▸ **Task objective**:
Transcribe every line of the material below, with no changes.

Entries for locating named things
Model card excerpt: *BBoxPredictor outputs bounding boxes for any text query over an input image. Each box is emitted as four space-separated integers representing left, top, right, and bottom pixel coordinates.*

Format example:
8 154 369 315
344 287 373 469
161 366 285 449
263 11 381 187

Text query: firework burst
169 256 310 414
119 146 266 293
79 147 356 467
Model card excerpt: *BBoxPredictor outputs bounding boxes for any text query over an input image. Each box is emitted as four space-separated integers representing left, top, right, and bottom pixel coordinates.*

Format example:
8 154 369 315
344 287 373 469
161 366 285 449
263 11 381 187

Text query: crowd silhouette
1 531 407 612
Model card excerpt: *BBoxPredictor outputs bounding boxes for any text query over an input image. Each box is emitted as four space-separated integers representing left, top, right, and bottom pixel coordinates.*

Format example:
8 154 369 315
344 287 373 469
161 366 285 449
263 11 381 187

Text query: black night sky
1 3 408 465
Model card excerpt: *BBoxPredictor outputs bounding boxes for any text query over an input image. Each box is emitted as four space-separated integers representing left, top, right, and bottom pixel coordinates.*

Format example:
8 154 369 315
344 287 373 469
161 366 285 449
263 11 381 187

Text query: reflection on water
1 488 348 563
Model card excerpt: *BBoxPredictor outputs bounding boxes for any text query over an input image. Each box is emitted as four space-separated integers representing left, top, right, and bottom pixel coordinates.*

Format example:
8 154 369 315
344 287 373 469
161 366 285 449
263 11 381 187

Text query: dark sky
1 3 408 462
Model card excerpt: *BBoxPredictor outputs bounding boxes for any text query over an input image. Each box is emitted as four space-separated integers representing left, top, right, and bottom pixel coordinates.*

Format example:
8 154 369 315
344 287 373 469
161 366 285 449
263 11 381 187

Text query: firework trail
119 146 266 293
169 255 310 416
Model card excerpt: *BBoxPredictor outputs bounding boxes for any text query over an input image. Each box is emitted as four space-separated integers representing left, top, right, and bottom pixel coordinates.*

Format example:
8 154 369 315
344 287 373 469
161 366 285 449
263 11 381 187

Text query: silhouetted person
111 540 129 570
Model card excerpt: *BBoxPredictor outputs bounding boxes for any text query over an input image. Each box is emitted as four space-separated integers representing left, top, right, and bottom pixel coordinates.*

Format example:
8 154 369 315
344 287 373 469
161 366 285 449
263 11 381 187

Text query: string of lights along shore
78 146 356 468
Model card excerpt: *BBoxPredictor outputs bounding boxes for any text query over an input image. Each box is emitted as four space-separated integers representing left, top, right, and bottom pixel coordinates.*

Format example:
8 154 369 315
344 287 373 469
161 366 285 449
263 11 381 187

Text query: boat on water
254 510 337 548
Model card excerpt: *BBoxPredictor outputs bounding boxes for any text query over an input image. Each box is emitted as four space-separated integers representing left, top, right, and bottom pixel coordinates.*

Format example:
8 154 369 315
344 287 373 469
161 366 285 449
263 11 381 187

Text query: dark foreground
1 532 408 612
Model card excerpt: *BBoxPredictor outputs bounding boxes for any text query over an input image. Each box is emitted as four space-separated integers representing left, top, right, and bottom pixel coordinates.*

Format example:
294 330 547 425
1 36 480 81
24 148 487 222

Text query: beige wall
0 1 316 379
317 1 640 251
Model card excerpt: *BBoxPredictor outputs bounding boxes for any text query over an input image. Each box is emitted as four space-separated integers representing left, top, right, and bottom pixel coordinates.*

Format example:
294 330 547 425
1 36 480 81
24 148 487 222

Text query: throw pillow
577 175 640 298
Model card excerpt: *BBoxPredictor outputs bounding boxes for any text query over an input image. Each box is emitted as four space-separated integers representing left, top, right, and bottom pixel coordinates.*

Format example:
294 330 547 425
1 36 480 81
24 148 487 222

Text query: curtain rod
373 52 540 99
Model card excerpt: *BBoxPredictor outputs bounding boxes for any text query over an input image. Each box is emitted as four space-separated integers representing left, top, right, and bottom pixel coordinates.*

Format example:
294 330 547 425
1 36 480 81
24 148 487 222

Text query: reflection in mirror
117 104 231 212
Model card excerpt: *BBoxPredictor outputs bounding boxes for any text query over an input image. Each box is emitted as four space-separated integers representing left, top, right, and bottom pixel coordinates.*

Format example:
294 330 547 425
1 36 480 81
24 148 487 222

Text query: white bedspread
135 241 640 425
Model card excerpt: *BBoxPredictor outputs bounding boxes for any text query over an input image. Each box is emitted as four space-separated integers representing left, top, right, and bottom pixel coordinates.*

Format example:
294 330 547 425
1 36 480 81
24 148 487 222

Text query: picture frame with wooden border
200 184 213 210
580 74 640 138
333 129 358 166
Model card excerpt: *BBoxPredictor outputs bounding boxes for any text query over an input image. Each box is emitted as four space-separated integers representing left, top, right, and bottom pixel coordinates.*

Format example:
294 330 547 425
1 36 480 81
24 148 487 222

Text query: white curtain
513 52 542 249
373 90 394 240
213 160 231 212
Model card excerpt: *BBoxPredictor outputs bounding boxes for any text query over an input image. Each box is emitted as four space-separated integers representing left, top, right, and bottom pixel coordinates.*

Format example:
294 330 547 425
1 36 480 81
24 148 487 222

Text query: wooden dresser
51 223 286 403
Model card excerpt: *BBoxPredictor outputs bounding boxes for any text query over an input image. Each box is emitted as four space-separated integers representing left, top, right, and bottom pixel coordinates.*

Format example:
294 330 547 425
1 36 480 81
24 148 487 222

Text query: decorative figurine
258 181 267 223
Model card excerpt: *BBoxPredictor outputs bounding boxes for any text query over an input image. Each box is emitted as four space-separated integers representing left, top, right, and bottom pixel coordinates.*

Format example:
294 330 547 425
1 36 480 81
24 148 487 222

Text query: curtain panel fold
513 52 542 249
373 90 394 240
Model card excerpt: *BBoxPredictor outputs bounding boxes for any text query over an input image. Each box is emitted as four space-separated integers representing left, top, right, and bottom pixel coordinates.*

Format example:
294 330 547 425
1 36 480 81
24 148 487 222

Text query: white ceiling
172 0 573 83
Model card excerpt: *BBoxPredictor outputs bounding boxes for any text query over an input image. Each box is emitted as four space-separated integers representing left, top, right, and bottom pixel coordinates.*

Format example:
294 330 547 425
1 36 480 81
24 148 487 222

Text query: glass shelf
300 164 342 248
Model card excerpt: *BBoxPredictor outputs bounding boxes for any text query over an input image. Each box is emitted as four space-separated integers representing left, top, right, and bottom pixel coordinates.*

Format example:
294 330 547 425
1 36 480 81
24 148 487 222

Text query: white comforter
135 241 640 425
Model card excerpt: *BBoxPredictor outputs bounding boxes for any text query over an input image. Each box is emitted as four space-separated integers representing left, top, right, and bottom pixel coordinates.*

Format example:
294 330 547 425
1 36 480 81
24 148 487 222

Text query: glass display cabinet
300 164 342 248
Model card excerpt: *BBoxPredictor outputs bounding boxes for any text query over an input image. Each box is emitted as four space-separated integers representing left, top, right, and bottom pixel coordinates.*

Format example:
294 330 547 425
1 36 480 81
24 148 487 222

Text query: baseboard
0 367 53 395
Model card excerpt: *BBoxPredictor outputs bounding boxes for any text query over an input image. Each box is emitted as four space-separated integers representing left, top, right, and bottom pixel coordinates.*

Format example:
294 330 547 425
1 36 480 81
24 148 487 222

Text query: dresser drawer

▸ **Exercise output**:
Model card excerpt: *BBoxPredictor outputs bounding boxes for any text query over an input image. Each box is emitted as four space-separated integers representing left, top, right, and bottom pixel coordinates.*

Format example:
8 154 369 315
344 287 373 469
161 366 285 449
263 11 381 187

Text query: firework burst
169 256 310 414
119 146 266 293
79 147 356 467
Model card excerpt: *BBoxPredictor outputs bounding boxes for any text query over an input image. Each box is emitted as four space-separated integers representing left, top, right, and bottom pixel coordinates.*

Format example:
8 154 369 315
344 287 373 469
161 366 285 449
263 11 381 187

Text query: crowd silhouette
1 531 407 612
Model card excerpt: *BBoxPredictor outputs bounding boxes for any text query over an input image. Each box is emitted as four space-separated integers representing left, top, right, and bottom pixel coordinates.*

Format example:
8 154 369 315
344 287 373 469
161 366 285 449
263 11 381 187

Text query: black night sky
1 3 408 465
Model card excerpt: *BBoxPredictor outputs bounding boxes for any text query over an input image. Each box is emitted as four space-separated integers representing left, top, right, and bottom pixel coordinates.*

Format example:
8 154 369 315
344 287 373 469
161 366 285 449
263 11 381 187

Text query: reflection on water
1 488 348 563
Model card excerpt: *BBoxPredictor outputs bounding boxes for any text query over an input image. Each box is emitted as four space-separated integers representing left, top, right, and bottom pixel coordinates.*

Format example:
8 154 369 315
344 287 373 469
161 366 285 449
263 11 381 187

Text query: dark sky
1 3 408 462
Model card excerpt: *BBoxPredictor outputs bounding boxes for any text query over an input image. Each box is emitted as four space-separated integers representing left, top, right, and bottom pixel coordinates.*

Format example:
8 154 369 315
344 287 373 469
161 366 285 449
263 11 381 187

Text query: firework trail
119 146 266 293
169 255 310 416
Model card excerpt: *BBoxPredictor outputs bounding boxes for any text query over an input image. Each box is emitted as four space-separated integers representing left, top, right, and bottom pixel coordinates.*

Format example:
8 154 369 315
344 287 373 469
161 366 285 449
263 11 381 187

Text query: silhouetted person
111 540 129 570
Model card excerpt: *BBoxPredictor outputs bounding boxes for any text query over an input image. Each box is emitted as four space-separated integers representing left, top, right, and bottom pixel coordinates.*

Format example:
8 154 369 315
344 287 373 469
161 366 285 449
263 11 381 187

Text query: string of lights along shore
78 146 356 468
Model card excerpt: *BBoxPredictor outputs bounding boxes for any text query over an input image. Each box is emitted as four space-separated integers representing left, top, right, and bottom pixel coordinates.*

Format example:
8 154 369 315
344 287 373 469
161 366 285 449
263 11 381 187

Text query: boat on water
254 510 337 548
Model card excerpt: *BBoxPredictor outputs bounding boxes for any text query over an input image. Each box is emitted as four space-separated integers representing left, top, right, and bottom pixel coordinates.*

Format example:
8 154 369 315
344 287 373 469
161 366 285 449
263 11 381 187

Text query: dark foreground
1 532 408 612
Model card excerpt: *BBoxPredictor outputs bounding boxes for any text query over an input image. Each box is emitted as four space-separated integers representing left, top, right, and bottom pixel coordinates.*

Format example:
294 330 547 425
1 36 480 81
24 148 487 222

Text query: beige wall
0 1 316 379
317 1 640 251
Model card excerpt: *BBoxPredictor outputs bounding boxes for any text query over an input image. Each box is emitted as four space-separated integers representing left, top, right, and bottom pixel coordinates.*

Format example:
294 330 547 425
1 36 480 81
24 148 487 222

Text query: throw pillow
577 175 640 298
Model card excerpt: *BBoxPredictor outputs bounding boxes for any text query over an input image. Each box is emitted as four space-separated integers representing left, top, right, and bottom pixel coordinates.*

Format example:
294 330 547 425
1 36 480 81
24 148 487 222

Text query: curtain rod
373 52 540 99
Model card excerpt: *BBoxPredictor outputs bounding boxes for any text query over an input image. Each box is emitted as four space-separated integers representing left, top, right, and bottom pixel coordinates.*

Format example:
294 330 547 425
1 36 480 81
24 148 487 222

Text query: reflection in mirror
117 104 231 212
Model card excerpt: *BBoxPredictor outputs bounding boxes for any text query over an input image. Each box is emitted as four space-separated integers representing left, top, right, and bottom pixel coordinates.*

Format example:
294 330 547 425
1 36 480 81
24 148 487 222

Text query: white bedspread
135 241 640 425
Model card excerpt: *BBoxPredictor outputs bounding boxes for any text query over an input image. Each box is emitted as four space-separated integers representing left, top, right, and bottom pixel coordinates.*

Format example:
294 330 547 425
1 36 480 81
24 148 487 222

Text query: picture frame with wooden border
200 184 213 210
580 74 640 138
333 129 358 166
Model card excerpt: *BBoxPredictor outputs bounding boxes for any text query over an input image. Each box is emitted as four space-separated integers representing left, top, right, and bottom pixel coordinates.*

Format example:
294 330 547 425
1 36 480 81
24 148 487 222

Text query: white curtain
513 52 542 249
373 90 394 240
213 160 231 212
Model card excerpt: *BBoxPredictor outputs bounding boxes for any text query over an input image. Each box is emitted as four space-separated integers representing left, top, right, and bottom pixel coordinates.*

Format example:
294 330 547 425
1 36 480 81
24 148 487 222

Text query: wooden dresser
51 223 286 403
Model card excerpt: *BBoxPredictor outputs bounding boxes for any text query over an input image. Each box is emitted as four space-separated integers representing left, top, right, and bottom pixel coordinates.*

Format example:
294 330 547 425
1 36 480 81
24 148 487 222

Text query: decorative figurine
258 181 267 223
Model card excerpt: *BBoxPredictor outputs bounding boxes for any text query over an input image. Each box is emitted as four space-separated integers representing left, top, right, and bottom pixel coordinates.*

Format example:
294 330 547 425
1 36 480 81
24 148 487 222

Text query: curtain panel fold
513 52 542 249
373 90 394 240
Model card excerpt: *BBoxPredictor outputs bounding boxes for any text query over an input image. Each box is emitted as four space-separated integers representing left, top, right, and bottom pixel coordinates.*

Format example:
294 330 547 425
1 36 480 81
24 148 487 222

Text query: white ceiling
172 0 573 83
Model card excerpt: *BBoxPredictor outputs bounding boxes for any text query over an input image. Each box is emitted as four space-separated integers representing left, top, right, and bottom pixel coordinates.*

Format example:
294 330 547 425
1 36 480 81
24 148 487 222

Text query: glass shelf
300 164 342 248
Model card excerpt: *BBoxPredictor outputs bounding boxes for any text query over an input image. Each box is emitted as four space-separated integers representing left, top, right, and bottom pixel coordinates.*

Format example:
294 330 547 425
1 36 480 81
24 148 487 222

Text query: white comforter
135 241 640 425
Model card excerpt: *BBoxPredictor outputs bounding boxes for any text query over an input image. Each box is emitted as four space-separated integers representing left, top, right, and bottom pixel coordinates.*

Format example:
294 330 547 425
1 36 480 81
24 148 487 222

Text query: glass display cabinet
300 164 342 248
Model card excerpt: *BBoxPredictor outputs bounding boxes for any text query over an input image. Each box is emitted as four space-separated integers representing left, top, right, and bottom pixel coordinates.*

Format example:
294 330 547 425
1 36 480 81
24 148 487 222

Text query: baseboard
0 367 53 395
Model card excerpt: *BBoxPredictor outputs bounding boxes for any text query over an input image. Each box is emitted as four space-separated integers representing left, top, right, and bottom pixel coordinates.*

Format example:
294 330 547 425
1 36 480 81
24 148 487 222

Text query: dresser drawer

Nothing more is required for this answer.